§ **DOCUMENT EXCERPT**:
>> BEGIN
It seems that the Rails deployment dilemma is finally getting the care that it desperately needed to make the whole situation less of a pain in the neck. For a while there, everyone was hanging on the edge or their seats, hoping that Apache developers would fix Apache’s FastCGI interface that had fallen out of maintainence. While waiting for that, many people flocked to Lighttpd as a promising faster/lighter alternative to Apache that seemed to have its FastCGI interface under control.
Meanwhile, development of an alternative to WEBrick was under way, by a guy named Zed Shaw, called Mongrel. It seems Zed just got fed up and decided to change the Rails deployment world with his own bare hands. This is good news for all of us and the best thing about Zed is how much he cares about getting a situation together that works for everyone. (Also, if you ever need help with Mongrel, Zed is always right there with the answer.) So, this seemingly simple little pure HTTP web server has turned out to be much more usefull than anticipated. With the introduction of the mongrel_cluster gem, serving Rails applications with a small pack of Mongrel processes and a load balancer is a snap.
Software load balancers that people are using include Pen, Pound, and Apache2’s mod_proxy_balancer. Recently, on the main Rails blog, there was a post about setting up lighttpd with a single proxy to Pound which in turn served up a cluster of Mongrel processes. In reading the post and its comments I realized there seems to be some confusion about where Pound can exist within a typical deployment setup. A few people commented that with Lighttpd in front of Pound, the value of request.remote_ip was 127.0.0.1 (localhost) or something other then the IP of each external request.
There is no reason that Pound can’t sit out in front of Lighttpd, a pack of Mongrels, or any other web servers waiting to process and respond to requests. Because of the way Pound handles headers, the correct value of request.remote_ip is preserved by the time the request is received by Rails. In any case, the Pound docs send the vibe that the intention is to have Pound in front of other servers. Here’s a bit from the latest Pound README that talks about what Pound is and how it can be used:
- a reverse-proxy: it passes requests from client browsers to one or more back-end servers.
>> END
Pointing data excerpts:
>> BEGIN
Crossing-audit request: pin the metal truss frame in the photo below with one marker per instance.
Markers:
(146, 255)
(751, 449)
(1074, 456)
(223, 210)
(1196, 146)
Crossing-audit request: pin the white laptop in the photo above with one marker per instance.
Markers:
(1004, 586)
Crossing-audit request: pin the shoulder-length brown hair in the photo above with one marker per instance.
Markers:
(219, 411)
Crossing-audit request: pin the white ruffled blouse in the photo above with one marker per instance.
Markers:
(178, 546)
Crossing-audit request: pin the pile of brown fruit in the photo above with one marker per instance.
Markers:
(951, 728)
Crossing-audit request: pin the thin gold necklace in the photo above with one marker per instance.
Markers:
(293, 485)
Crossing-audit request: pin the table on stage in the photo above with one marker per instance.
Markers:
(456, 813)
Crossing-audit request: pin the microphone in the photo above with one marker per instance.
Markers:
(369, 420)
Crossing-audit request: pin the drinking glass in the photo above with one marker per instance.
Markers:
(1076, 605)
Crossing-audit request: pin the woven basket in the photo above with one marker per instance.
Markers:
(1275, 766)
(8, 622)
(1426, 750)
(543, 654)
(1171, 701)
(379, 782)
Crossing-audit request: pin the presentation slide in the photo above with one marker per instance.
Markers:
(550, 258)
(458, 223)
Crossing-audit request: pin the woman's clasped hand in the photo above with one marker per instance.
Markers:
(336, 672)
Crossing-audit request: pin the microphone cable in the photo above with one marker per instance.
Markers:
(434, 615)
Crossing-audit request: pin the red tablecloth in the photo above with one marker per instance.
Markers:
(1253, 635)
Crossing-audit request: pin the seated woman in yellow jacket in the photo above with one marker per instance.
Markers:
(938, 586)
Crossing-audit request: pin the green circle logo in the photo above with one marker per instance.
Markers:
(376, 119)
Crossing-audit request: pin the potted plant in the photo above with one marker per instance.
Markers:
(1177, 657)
>> END
§ **TASKS FOR THIS EXERCISE**:
[1] Answer these questions from the Rails deployment post:
(a) Which web server did many people turn to as a faster, lighter alternative to Apache?
(b) Which gem makes serving Rails applications with a small pack of Mongrel processes and a load balancer easy?
(c) What three software load balancers does the post say people are using?
[2] Tally the lines in the rows that contain the string "woman", and give only the number.
The text and the rows are separate material with no connection between them.

§ **TASK RESPONSES**:
[1]
(a) Lighttpd
(b) mongrel_cluster
(c) Pen, Pound, and Apache2's mod_proxy_balancer

[2] 2